(Text for analysis Opens)

In his native northern landscape, Bly finally found his voice and published his first collection of poems. Silence in the Snowy Fields (1962) was critically well-received for its blunt, image-centered style. By the mid-sixties, Bly became increasingly political—both as a writer and an activist—co-founding American Writers Against the Vietnam War. This new interest was exhibited in many poems of his second collection The Light Around the Body, which won the National Book Award in 1968. Bly's "The Teeth Mother Naked at Last" (1970) is considered a major contribution to American anti-war poetry.
In the 1970s, Bly became increasingly interested in both Native American poetry and philosophy as well as works of myth and fairytale. During this time, he was enormously productive, publishing significant works in translation and poetry of his own. Bly’s poetry collections, Sleepers Joining Hands (1973) and This Tree Will Be Here for A Thousand Years (1979), combined pastoral subjects and antiwar themes with his growing interest in the power of myth. Bly was highly influenced by the psychological studies of myth by Robert Graves and Joseph Campbell.

(Text for analysis Closes)
(Given records Opens)

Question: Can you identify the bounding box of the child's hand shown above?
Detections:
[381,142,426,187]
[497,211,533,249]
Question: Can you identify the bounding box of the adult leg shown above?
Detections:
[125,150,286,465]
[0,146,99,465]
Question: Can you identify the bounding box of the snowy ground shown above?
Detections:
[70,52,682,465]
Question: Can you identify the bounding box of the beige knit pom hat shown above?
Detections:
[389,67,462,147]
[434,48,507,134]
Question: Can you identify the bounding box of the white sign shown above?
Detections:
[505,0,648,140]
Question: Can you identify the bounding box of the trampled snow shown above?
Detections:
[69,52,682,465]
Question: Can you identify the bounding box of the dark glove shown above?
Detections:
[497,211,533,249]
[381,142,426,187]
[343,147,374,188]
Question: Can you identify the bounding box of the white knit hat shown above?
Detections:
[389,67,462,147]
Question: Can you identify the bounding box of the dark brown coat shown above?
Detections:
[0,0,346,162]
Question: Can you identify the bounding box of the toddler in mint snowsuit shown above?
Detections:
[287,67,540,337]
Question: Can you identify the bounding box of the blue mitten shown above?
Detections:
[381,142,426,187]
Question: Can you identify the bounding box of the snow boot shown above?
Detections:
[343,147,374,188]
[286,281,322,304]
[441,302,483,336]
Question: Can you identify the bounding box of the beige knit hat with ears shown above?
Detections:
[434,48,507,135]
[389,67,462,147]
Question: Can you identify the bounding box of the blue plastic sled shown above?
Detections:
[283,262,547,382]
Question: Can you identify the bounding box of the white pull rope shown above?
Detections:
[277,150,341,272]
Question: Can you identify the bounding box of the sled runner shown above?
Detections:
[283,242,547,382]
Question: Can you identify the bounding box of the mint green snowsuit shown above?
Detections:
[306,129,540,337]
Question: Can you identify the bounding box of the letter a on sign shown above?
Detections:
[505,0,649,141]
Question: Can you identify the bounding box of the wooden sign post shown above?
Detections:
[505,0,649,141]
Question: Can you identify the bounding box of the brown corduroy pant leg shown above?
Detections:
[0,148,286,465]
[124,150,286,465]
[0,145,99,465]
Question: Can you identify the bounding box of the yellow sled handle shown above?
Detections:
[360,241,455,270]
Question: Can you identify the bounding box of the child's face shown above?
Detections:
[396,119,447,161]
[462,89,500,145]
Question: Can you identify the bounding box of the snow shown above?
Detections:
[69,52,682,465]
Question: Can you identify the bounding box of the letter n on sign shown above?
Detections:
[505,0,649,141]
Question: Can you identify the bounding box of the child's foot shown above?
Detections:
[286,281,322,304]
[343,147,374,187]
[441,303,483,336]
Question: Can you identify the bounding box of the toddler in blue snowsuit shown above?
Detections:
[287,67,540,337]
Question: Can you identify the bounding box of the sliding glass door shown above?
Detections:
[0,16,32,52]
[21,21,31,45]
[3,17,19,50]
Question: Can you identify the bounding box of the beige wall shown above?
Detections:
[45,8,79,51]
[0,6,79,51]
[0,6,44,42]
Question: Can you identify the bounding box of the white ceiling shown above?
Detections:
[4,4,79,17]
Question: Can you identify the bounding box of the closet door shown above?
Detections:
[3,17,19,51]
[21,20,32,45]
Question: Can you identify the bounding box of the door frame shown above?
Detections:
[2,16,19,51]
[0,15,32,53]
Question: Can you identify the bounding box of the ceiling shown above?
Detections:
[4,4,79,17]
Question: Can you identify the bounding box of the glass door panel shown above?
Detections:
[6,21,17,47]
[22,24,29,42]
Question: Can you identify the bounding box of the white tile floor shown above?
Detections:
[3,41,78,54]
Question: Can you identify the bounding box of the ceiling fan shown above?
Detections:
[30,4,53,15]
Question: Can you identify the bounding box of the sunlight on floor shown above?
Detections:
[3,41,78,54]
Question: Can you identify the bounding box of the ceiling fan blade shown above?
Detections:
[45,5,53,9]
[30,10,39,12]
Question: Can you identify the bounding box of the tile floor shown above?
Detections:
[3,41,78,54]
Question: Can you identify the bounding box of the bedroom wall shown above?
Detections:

(Given records Closes)

→ About this exercise
Copy out the full passage about Bly's poetry and activism word for word, keeping both paragraphs.

→ Exercise output
In his native northern landscape, Bly finally found his voice and published his first collection of poems. Silence in the Snowy Fields (1962) was critically well-received for its blunt, image-centered style. By the mid-sixties, Bly became increasingly political—both as a writer and an activist—co-founding American Writers Against the Vietnam War. This new interest was exhibited in many poems of his second collection The Light Around the Body, which won the National Book Award in 1968. Bly's "The Teeth Mother Naked at Last" (1970) is considered a major contribution to American anti-war poetry.
In the 1970s, Bly became increasingly interested in both Native American poetry and philosophy as well as works of myth and fairytale. During this time, he was enormously productive, publishing significant works in translation and poetry of his own. Bly’s poetry collections, Sleepers Joining Hands (1973) and This Tree Will Be Here for A Thousand Years (1979), combined pastoral subjects and antiwar themes with his growing interest in the power of myth. Bly was highly influenced by the psychological studies of myth by Robert Graves and Joseph Campbell.